### What to work on
Exactly reproduce the line containing "For each instance of the white dress" together with every line after it, through the end of the entries, and give nothing more.

### Recorded information

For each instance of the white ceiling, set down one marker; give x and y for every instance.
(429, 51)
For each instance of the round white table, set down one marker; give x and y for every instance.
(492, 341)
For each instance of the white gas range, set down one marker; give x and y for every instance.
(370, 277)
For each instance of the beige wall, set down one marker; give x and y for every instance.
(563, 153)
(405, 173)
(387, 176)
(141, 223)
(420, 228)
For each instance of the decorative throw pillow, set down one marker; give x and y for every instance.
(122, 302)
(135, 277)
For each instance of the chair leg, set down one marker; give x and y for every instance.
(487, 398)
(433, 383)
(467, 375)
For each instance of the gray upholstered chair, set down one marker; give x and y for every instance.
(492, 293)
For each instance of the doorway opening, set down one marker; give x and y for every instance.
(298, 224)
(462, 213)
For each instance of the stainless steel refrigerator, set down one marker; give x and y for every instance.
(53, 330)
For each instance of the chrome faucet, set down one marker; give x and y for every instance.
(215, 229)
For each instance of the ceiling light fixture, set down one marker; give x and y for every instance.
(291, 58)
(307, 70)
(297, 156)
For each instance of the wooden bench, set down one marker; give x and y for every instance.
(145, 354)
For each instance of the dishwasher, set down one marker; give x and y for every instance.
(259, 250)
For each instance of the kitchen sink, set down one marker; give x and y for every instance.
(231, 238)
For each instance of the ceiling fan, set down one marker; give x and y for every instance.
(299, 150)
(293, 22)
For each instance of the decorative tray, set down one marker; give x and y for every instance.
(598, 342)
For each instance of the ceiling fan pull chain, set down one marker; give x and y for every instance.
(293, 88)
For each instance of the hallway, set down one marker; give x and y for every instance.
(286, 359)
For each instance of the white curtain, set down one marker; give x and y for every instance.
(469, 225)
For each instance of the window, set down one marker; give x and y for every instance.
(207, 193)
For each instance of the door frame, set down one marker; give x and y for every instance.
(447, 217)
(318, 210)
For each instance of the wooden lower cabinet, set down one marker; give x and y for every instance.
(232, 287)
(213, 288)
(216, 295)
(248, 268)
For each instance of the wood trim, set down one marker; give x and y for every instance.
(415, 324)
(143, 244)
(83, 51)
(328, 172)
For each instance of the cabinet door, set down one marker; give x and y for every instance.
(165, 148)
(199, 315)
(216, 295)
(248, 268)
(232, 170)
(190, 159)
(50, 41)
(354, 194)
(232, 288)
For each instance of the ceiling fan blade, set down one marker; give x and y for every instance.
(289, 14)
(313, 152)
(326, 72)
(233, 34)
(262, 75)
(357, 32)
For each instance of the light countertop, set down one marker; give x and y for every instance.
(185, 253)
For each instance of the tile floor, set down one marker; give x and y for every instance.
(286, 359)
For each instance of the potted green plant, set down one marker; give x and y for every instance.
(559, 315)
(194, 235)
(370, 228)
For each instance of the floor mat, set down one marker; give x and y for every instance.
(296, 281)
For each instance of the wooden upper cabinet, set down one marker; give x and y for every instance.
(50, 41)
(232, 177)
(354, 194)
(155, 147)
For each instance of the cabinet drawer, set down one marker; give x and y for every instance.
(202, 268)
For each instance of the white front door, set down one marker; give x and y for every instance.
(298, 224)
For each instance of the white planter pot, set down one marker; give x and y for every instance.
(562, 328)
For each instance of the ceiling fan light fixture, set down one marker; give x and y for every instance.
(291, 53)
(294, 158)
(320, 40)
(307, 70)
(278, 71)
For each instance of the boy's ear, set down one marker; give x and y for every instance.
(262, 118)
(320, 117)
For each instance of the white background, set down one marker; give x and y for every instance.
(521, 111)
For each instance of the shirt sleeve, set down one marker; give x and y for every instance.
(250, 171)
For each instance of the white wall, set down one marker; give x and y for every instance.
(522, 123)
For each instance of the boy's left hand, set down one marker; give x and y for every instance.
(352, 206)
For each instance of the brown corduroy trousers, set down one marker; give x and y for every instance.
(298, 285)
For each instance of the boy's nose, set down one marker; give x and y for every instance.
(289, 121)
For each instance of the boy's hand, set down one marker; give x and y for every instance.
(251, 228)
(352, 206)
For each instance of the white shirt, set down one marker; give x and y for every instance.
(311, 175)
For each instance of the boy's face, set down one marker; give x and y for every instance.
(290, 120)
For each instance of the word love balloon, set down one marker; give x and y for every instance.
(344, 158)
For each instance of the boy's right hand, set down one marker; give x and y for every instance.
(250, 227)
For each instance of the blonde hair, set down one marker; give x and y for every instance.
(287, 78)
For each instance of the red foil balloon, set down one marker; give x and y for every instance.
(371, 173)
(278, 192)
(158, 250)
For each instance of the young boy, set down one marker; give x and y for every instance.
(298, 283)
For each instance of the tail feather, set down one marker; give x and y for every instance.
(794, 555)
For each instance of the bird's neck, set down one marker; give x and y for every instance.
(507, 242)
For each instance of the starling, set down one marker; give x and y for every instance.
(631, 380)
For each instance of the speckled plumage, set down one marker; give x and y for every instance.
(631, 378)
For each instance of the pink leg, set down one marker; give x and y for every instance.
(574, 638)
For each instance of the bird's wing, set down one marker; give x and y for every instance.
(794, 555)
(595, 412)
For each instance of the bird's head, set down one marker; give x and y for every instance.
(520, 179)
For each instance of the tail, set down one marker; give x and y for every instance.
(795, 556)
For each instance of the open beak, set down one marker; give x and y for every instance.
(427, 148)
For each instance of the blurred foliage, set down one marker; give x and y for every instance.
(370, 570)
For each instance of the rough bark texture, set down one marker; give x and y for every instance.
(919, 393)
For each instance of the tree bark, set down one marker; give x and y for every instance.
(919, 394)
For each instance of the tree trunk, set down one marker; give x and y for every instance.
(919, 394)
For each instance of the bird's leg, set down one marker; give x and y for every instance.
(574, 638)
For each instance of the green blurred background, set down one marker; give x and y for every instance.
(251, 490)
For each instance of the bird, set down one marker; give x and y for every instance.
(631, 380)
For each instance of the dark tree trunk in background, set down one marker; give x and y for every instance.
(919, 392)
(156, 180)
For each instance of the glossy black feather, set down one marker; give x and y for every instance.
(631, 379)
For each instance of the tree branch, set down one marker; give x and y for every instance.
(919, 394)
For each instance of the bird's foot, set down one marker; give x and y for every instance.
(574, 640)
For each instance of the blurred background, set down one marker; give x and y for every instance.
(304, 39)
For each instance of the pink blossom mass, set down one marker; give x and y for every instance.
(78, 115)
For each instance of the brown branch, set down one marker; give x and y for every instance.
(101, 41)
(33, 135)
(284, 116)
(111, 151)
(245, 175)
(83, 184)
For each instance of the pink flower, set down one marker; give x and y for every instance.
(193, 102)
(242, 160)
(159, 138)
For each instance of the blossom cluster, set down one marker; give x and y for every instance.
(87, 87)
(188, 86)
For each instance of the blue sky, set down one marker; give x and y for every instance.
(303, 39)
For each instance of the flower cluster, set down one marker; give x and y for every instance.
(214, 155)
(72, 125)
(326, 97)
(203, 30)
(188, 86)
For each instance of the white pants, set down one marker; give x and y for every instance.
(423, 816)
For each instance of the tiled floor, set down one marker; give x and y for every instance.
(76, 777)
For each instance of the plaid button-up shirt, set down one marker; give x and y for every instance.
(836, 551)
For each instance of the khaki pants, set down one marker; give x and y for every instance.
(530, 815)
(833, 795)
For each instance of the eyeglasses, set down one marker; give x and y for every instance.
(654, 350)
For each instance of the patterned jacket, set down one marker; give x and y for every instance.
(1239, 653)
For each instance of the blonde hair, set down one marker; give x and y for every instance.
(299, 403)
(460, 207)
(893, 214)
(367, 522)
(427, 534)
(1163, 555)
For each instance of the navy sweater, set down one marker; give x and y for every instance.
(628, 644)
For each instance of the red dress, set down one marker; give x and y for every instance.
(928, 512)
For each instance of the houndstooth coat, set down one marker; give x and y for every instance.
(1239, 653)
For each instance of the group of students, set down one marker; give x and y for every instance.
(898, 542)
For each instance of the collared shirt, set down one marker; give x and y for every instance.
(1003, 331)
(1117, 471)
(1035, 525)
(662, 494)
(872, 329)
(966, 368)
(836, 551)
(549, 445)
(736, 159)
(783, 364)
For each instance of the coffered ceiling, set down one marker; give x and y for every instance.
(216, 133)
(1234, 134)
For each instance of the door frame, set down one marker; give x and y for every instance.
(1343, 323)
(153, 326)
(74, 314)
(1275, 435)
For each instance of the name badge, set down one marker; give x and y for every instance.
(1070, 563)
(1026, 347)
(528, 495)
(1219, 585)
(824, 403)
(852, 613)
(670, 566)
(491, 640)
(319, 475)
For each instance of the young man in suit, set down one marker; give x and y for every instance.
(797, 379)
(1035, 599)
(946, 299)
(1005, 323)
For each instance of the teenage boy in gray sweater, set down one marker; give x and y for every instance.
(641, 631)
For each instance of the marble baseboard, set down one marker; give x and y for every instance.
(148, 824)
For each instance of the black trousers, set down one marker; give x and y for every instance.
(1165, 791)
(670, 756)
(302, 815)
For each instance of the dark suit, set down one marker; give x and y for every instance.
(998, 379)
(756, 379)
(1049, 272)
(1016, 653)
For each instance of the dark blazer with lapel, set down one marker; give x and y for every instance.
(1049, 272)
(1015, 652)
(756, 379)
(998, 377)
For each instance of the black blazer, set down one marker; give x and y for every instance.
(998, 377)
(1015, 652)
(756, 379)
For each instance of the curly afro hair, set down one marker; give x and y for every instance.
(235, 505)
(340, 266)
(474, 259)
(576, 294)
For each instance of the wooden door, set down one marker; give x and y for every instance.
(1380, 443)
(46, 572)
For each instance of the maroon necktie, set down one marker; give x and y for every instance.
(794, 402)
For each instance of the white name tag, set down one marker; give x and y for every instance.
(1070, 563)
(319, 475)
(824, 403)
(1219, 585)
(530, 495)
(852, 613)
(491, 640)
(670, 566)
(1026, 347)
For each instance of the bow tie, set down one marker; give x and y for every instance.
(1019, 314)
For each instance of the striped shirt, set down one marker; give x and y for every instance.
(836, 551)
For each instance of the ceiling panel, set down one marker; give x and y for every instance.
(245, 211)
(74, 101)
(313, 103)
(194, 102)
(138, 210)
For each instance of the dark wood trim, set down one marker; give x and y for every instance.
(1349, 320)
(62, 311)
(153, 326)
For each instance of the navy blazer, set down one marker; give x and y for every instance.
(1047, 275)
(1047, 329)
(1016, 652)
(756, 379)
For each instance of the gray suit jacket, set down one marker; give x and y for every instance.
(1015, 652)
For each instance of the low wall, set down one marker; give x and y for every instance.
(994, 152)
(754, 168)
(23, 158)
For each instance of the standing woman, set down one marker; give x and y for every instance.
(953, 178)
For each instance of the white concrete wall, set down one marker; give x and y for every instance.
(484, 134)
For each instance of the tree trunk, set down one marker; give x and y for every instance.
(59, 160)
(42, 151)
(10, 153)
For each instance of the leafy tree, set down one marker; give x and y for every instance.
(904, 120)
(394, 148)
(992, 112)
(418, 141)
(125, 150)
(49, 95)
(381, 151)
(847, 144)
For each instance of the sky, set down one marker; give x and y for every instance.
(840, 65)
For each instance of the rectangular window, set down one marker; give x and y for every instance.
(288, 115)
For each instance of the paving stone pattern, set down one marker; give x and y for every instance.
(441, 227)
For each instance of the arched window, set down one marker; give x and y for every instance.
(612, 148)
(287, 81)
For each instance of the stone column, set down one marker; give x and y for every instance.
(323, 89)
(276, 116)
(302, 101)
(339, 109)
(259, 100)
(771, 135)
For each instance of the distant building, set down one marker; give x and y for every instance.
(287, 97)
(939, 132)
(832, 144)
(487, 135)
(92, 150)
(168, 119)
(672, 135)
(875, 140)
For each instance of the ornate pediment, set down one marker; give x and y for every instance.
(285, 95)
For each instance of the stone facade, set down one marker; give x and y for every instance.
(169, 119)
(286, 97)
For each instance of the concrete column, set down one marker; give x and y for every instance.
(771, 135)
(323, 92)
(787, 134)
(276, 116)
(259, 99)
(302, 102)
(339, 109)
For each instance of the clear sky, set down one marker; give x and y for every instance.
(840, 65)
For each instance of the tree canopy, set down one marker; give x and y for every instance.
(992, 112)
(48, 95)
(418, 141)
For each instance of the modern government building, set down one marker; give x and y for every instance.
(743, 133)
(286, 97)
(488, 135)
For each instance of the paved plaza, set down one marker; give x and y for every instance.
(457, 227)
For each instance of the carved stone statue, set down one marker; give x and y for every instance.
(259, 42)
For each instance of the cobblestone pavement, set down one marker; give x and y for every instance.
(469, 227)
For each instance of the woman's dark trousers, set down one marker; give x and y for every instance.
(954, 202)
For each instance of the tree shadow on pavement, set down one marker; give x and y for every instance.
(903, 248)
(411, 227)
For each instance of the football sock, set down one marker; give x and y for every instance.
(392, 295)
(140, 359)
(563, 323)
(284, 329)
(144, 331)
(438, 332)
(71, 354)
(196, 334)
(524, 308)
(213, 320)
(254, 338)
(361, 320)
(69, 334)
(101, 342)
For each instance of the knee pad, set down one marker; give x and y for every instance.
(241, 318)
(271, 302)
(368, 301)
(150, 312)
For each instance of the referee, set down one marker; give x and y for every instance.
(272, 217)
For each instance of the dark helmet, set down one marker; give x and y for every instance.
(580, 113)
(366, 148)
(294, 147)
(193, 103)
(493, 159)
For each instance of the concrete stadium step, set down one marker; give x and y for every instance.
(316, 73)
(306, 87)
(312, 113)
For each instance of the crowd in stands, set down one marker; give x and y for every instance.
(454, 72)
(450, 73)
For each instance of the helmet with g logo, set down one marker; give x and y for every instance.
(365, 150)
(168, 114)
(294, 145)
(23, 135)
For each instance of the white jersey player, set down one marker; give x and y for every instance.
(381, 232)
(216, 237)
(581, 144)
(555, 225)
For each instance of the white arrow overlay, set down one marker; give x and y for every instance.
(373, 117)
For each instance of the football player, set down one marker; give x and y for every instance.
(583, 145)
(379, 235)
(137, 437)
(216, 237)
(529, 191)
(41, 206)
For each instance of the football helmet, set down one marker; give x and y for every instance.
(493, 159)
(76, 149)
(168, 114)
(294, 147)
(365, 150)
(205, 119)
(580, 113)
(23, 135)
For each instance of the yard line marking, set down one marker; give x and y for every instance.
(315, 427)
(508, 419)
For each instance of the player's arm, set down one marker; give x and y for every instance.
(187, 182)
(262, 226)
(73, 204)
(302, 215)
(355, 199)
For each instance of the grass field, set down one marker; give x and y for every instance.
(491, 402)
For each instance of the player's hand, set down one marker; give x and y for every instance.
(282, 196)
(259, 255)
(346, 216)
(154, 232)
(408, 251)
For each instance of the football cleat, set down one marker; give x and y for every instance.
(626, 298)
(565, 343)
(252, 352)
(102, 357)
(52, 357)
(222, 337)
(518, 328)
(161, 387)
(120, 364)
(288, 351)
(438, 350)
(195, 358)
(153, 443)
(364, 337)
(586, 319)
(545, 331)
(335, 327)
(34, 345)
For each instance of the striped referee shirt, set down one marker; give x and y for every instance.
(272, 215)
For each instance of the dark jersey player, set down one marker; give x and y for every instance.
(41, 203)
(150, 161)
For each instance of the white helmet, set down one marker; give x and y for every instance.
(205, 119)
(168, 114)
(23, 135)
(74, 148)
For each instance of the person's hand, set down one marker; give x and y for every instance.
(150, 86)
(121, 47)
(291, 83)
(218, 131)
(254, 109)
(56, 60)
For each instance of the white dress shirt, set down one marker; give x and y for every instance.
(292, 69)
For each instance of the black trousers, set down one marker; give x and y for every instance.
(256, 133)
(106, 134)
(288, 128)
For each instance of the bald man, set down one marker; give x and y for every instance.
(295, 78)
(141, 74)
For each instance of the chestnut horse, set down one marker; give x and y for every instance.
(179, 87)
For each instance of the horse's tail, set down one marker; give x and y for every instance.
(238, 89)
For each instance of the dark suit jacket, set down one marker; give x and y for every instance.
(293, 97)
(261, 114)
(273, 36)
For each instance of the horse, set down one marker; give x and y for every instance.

### Reply
For each instance of the white dress shirt, set down one marker; give x and y for every instance.
(292, 69)
For each instance of the black trousers, set down one marker; give x and y for every instance.
(256, 133)
(106, 134)
(288, 128)
For each instance of the bald man, set down one marker; give x and y for every instance.
(295, 78)
(141, 74)
For each instance of the chestnut horse, set down one marker; give x and y for every instance.
(179, 87)
For each instance of the horse's tail, set down one marker; give x and y for every instance.
(238, 89)
For each instance of the dark suit jacket, set down one marker; give x and y for every instance.
(293, 97)
(261, 114)
(273, 36)
For each instance of the horse, set down one marker; give x and y for every instance.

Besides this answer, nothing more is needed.